# [Exercise brief]
Reproduce all of the material below without any changes, leaving out the pictures.

(Source data)
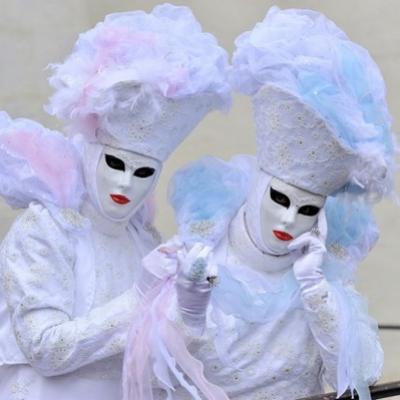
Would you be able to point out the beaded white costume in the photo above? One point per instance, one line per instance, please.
(269, 334)
(67, 267)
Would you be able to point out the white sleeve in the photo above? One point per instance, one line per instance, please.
(346, 335)
(37, 277)
(323, 316)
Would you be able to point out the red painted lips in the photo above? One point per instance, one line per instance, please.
(119, 198)
(283, 236)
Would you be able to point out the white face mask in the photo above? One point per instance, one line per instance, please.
(286, 213)
(124, 179)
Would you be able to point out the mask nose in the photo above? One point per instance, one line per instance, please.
(289, 217)
(125, 180)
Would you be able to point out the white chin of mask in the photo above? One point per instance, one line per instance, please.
(119, 180)
(277, 213)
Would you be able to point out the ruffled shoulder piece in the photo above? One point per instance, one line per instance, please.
(207, 194)
(37, 164)
(351, 235)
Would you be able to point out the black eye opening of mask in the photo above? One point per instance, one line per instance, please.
(309, 210)
(144, 172)
(114, 162)
(279, 197)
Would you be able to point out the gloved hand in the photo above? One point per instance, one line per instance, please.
(311, 248)
(194, 284)
(158, 265)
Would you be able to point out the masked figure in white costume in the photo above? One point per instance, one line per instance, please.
(254, 298)
(134, 87)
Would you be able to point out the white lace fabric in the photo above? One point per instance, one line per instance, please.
(50, 334)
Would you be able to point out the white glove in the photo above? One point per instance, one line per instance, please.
(158, 265)
(311, 249)
(194, 285)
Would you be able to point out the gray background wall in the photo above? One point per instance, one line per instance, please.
(34, 33)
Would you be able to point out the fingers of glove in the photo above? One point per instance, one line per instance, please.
(322, 225)
(300, 242)
(307, 241)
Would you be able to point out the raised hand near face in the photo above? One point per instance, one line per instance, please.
(311, 248)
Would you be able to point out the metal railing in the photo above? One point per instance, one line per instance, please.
(389, 327)
(381, 391)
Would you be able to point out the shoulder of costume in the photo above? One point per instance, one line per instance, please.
(39, 165)
(207, 194)
(352, 233)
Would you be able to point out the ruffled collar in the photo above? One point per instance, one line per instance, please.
(241, 244)
(100, 223)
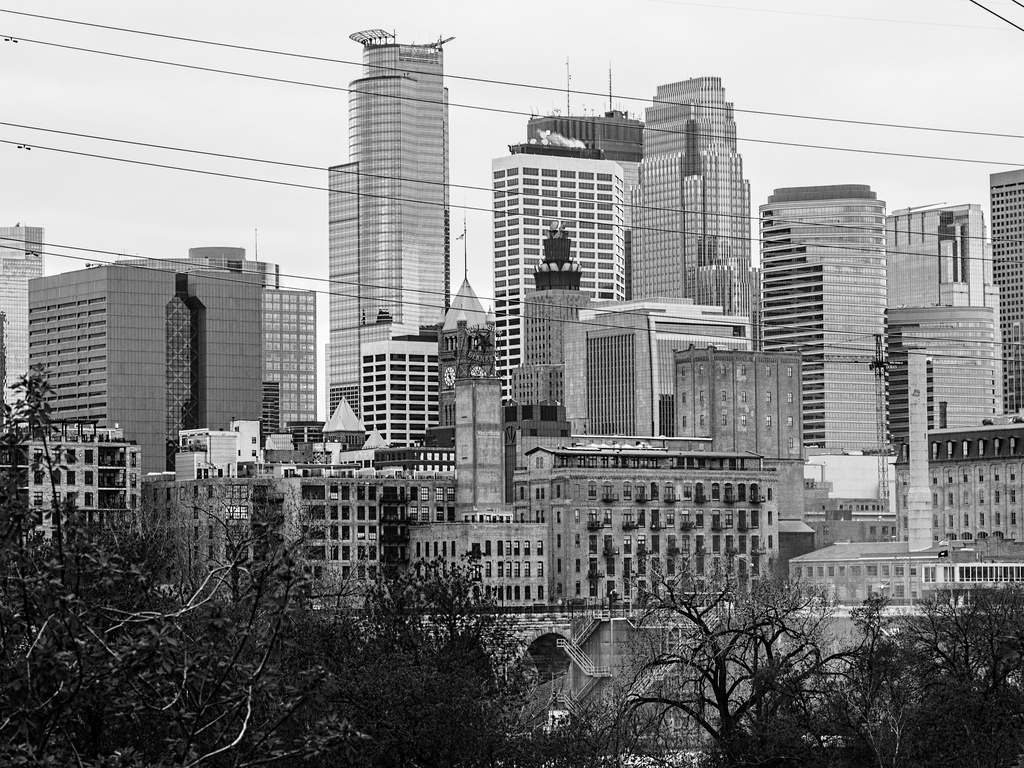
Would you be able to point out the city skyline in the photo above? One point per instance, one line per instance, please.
(289, 219)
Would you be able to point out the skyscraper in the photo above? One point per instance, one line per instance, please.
(691, 215)
(942, 301)
(150, 350)
(289, 322)
(20, 260)
(538, 185)
(823, 294)
(388, 206)
(619, 137)
(548, 310)
(1007, 197)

# [The output]
Would you be able to point out the beaded white costume in the photo above? One point per instance, one line per instance, please.
(269, 334)
(67, 267)
Would you be able to point out the white sleeve in the photo above? One point per instance, one line per instance, please.
(346, 335)
(37, 277)
(323, 316)
Would you be able to point out the red painted lips in the photo above? One point per instance, one line per instance, please.
(119, 198)
(283, 236)
Would you be able to point out the white face mask in the photo above? One point per instance, one line per instance, please.
(286, 213)
(124, 179)
Would you be able to point out the mask nose in the photo above? One point per instance, one line per instance, please.
(289, 217)
(125, 180)
Would you be able to point out the white chin of mask in the photo above? One point per instance, one line per instance, please.
(119, 180)
(277, 213)
Would you be able to point out the ruffled shoulder piece in the photo above? One point per instance, one line per instance, please.
(207, 194)
(37, 164)
(351, 235)
Would you be able to point out the black eye opening of mask in the photo above? One point per instance, one line per instance, please.
(309, 210)
(144, 172)
(114, 162)
(279, 197)
Would you be able to point out the gloved hand in the photo above? One point per instance, one line per instance, please.
(311, 248)
(194, 284)
(158, 265)
Would you be able to point out the masked figure in white costume in the photo above? One point per instance, one line per instance, please.
(254, 298)
(134, 87)
Would you be able to point out the white lace fabric in the photo above? One point per instance, one line per instance, please.
(50, 334)
Would you be able to point out the white glove in the photo above? One point per instance, one line per instance, please.
(158, 265)
(311, 249)
(194, 285)
Would you be able to point out the gray background wall in the photo above? One point per instance, one line per instance, please.
(34, 33)
Would you be able to point out the fingers of glove in the photo above? One point per instance, one line per instance, please.
(322, 225)
(300, 242)
(307, 241)
Would you be able to point out the raised hand near face in the photo above? One point per instance, one line per instance, please.
(311, 248)
Would you be able to point out the metal railing in the photo above? One point per instance, one line per instance, please.
(389, 327)
(381, 391)
Would you be able to point out the shoulder of costume in the photo above? One point per instance, one line per instance, please.
(39, 165)
(207, 194)
(352, 233)
Would you be able to point out the ruffled collar in the photo above? One point per instance, one line per instance, please.
(241, 244)
(100, 223)
Would you be able to point out the city skyline in the photo above? One point per instance, one line per instance, please.
(289, 219)
Would you be able to point out the skyscraper in the photo above? One point per instance, one line per instance, please.
(691, 215)
(942, 301)
(150, 350)
(289, 322)
(20, 260)
(538, 185)
(823, 294)
(388, 206)
(619, 137)
(548, 310)
(1007, 197)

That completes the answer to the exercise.